Requirement A:
Pull out every line in the listing below that contains the string "auger", matching case exactly.

Text:
★ ★ ★ ★ ★ ★ ★
As City Administrator, Wesson has overseen the day-to-day operations of the City of Dickson, more than 200 employees and a $35 million budget for the last 13 years.
“Mr. Wesson’s done a great job for this city,” Weiss said. “He’s well-respected, I think, by this council and, I know, by the department heads and the city staff and employees. And I’m going to miss him as kind of my right hand around here. So, we do wish him well in retirement and it’s well deserved.”
Wesson’s final duties will be at the July 1 City Council meeting.
With the announcement of Wesson’s pending departure, Weiss announced he is naming Public Works Director David Travis to “fill in as the Acting City Administrator effective July 2, 2024, until I come back to you at a future meeting with a recommendation.”
A Dickson native and 1994 graduate of Dickson County High School, Travis joined the city in April 1995 as a part-time employee in the Parks and Recreation Department. He was employed full-time in June of that year and rose to the position of crew leader.
★ ★ ★ ★ ★ ★ ★
Data shown:
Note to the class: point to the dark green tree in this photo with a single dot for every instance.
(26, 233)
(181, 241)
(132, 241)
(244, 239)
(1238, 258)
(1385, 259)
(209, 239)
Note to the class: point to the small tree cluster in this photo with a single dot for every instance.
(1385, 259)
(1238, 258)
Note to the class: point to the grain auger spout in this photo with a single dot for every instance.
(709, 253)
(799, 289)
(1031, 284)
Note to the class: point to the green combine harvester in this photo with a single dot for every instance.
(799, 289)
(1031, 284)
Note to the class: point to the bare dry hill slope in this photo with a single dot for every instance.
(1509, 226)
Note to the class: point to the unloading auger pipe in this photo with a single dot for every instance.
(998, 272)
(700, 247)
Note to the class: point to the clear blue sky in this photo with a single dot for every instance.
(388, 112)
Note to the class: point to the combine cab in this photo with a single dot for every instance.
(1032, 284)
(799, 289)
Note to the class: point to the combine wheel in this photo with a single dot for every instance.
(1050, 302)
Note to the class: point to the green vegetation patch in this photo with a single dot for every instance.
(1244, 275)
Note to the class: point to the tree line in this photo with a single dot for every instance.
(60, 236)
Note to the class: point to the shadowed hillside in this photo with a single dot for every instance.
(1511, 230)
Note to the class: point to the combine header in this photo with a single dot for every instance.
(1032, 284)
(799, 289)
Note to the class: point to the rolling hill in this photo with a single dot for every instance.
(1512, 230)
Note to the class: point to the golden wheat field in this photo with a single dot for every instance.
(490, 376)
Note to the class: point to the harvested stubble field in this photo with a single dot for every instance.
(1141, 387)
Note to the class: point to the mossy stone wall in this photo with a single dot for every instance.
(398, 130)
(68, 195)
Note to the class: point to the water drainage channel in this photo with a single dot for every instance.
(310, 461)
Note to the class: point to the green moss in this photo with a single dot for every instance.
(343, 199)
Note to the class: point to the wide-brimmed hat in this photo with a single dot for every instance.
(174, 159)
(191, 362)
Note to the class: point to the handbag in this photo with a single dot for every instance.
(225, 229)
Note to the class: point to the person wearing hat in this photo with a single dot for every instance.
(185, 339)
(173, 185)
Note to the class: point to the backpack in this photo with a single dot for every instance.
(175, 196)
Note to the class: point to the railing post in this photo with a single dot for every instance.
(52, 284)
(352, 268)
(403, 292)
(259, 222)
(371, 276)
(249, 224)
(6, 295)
★ ★ ★ ★ ★ ★ ★
Requirement B:
Continue the passage on the change in Dickson's city administrator, starting right after its final sentence.

Task output A:
Note to the class: point to the grain auger spout in this photo with a single dot for every instance.
Note to the class: point to the unloading auger pipe in this photo with a single dot for every instance.

Task output B:
After the city consolidated parks, cemetery, maintenance, street, sanitation and other divisions into the Public Works Department in 2012 with Jeff Lewis as director, Travis was named supervisor of Buildings and Grounds in 2014 and became superintendent in 2015. When Lewis returned to the Dickson Police Department to become chief in 2017, Travis was named director of Public Works.
For the last seven years, he has directed a department with 49 full-time employees and a budget that has been as high as $9 million due to projects such as the Henslee Park Splash Pad and Playground.
With the City of Dickson’s Charter providing for a part-time mayor, the city administrator is responsible for conducting the daily business of the city, advising and informing the mayor and city council of the needs of the city, making recommendations on improvements for the citizens and preparing and overseeing the city’s annual budget.